Вопросы к тексту:
[1] Ответьте по тексту о Кустодиеве на следующие вопросы.
(а) В каком году у художника начались большие проблемы со здоровьем?
(б) Что названо главным и непременным элементом картин Кустодиева?
(в) Что видно за окном предбанника на картине «Русская Венера»?
[2] Определите, соответствует ли каждое утверждение тексту о Кустодиеве, и подтвердите ответ точной цитатой из него.
(а) В 1916 году после операции удалось вернуть подвижность ног.
(б) Церкви на картинах Кустодиева находятся полностью в пространстве художественной иронии.
(в) На своих «Масленицах» Кустодиев насыщает пейзаж условными зданиями и церквями.
[3] Переведите на английский язык предложение из текста о Кустодиеве: «Церкви — главный и непременный элемент картин Кустодиева».

+++ Фрагмент текста

Кустодиев придумал свой русский мир. Яркий, красочный, праздничный, дородный, местами залихватский. А еще этот мир глубоко ироничный. Ирония — основа этого мира, такая же, как праздничность и яркость. Именно из иронии рождается у Кустодиева жизнеутверждающее начало. Именно через иронию соединяются сказка и реальность. Это делает Россию, созданную Кустодиевым, одновременно абсолютно реальной и полностью выдуманной.
В 1909 году у художника начинаются большие проблемы со здоровьем. Опухоль спинного мозга. Он активно лечится, в том числе за границей, но ничего не помогает. Боли усиливаются, отказывают руки. В 1916 году после операции удается вернуть подвижность рук, но проблемы переходят на ноги. В 1917 году он оказывается практически прикован к постели. В том же 1917 году происходит революция, которая буквально уничтожает Россию Кустодиева, ту реальность, на которую он опирался, создавая свою сказку. Революция, голод, Гражданская война, советская власть — какой тут праздник, какая яркость, какие дородность и красочность. Но не для Кустодиева. Страшная болезнь и крушение привычного уклада делают его художественный мир еще более ярким и жизнеутверждающим. Он словно бы настаивает: его Россия неподвластна ни революциям, ни болезням, ни любым катаклизмам.
И этот кустодиевский мир совсем не похож на любые варианты сказочной Руси — это городская цивилизация, где пространство насыщено красками, людьми, зданиями. Все действо русской жизни происходит на фоне городского пейзажа. На фоне лавок, домов и церквей. Особенно церквей. Церкви — главный и непременный элемент картин Кустодиева. Причем если люди (их лица, одежда, движения), лавки (с нарочито большими вывесками) и даже дома находятся полностью в пространстве художественной иронии, то церкви практически исключены из этой логики. Они являются знаком реальности, важнейшим ее элементом. Организующим началом, основанием для праздника.
Церкви есть практически на всех картинах Кустодиева. Даже там, где, казалось бы, им нет места вовсе. Вот знаменитая «Русская Венера». Если присмотреться, то увидим в предбаннике окно, а за окном — русский провинциальный город и, конечно же, церкви.
И да, несмотря на то, что реальность у Кустодиева сказочная, а последние 10 лет жизни он буквально не выходил из дома — но на его картинах церкви чаще всего вовсе не условные, а вполне конкретные. И узнаваемые. Бывает, конечно, что Кустодиев насыщает пейзаж условными зданиями и церквями (как на всех своих «Масленицах», например), но чаще всего отталкивается от реального пейзажа и реальных церквей.

++++++
+++ Извлечённые данные

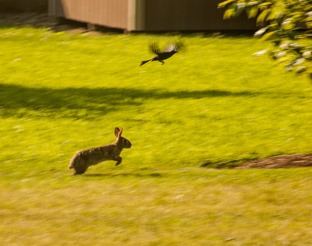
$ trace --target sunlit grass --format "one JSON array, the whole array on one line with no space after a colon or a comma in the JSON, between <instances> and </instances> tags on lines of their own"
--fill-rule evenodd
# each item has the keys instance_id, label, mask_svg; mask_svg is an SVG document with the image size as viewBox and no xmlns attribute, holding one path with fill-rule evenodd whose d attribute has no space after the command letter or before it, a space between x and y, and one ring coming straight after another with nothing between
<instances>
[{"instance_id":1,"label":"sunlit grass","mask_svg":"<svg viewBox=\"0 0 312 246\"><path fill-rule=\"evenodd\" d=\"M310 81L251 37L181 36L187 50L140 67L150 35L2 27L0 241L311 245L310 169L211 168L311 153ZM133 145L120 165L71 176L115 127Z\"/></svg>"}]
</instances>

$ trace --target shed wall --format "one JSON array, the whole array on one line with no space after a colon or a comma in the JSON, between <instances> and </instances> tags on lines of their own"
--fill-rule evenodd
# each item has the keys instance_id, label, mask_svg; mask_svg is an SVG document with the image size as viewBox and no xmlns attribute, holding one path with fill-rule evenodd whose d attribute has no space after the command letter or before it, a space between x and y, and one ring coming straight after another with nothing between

++++++
+++ Извлечённые данные

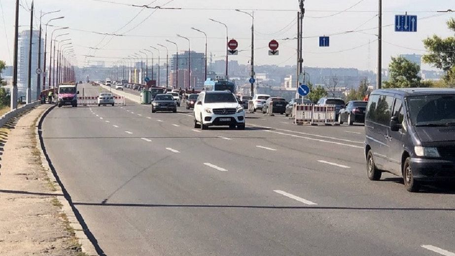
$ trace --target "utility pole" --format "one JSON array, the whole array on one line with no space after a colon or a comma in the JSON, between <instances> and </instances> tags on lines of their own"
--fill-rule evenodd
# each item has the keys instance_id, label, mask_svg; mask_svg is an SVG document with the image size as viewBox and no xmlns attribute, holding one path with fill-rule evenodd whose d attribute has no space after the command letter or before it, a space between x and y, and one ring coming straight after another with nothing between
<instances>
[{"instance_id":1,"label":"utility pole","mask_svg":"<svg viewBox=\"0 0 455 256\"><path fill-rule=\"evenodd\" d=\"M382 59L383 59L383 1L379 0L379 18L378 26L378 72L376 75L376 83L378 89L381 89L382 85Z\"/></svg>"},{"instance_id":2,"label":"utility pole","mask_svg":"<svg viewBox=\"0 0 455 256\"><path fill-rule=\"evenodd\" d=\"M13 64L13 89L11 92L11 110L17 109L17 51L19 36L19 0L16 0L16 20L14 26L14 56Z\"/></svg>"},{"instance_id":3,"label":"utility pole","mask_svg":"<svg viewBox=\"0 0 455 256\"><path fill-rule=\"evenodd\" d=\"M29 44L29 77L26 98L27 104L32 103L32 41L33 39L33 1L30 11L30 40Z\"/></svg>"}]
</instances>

++++++

Ответы:
[1]
(а) В 1909 году.
(б) Церкви.
(в) Русский провинциальный город и церкви.

[2]
(а) Нет: «В 1916 году после операции удается вернуть подвижность рук, но проблемы переходят на ноги».
(б) Нет: «то церкви практически исключены из этой логики».
(в) Да: «Бывает, конечно, что Кустодиев насыщает пейзаж условными зданиями и церквями (как на всех своих «Масленицах», например)».

[3] Churches are the main and indispensable element of Kustodiev's paintings.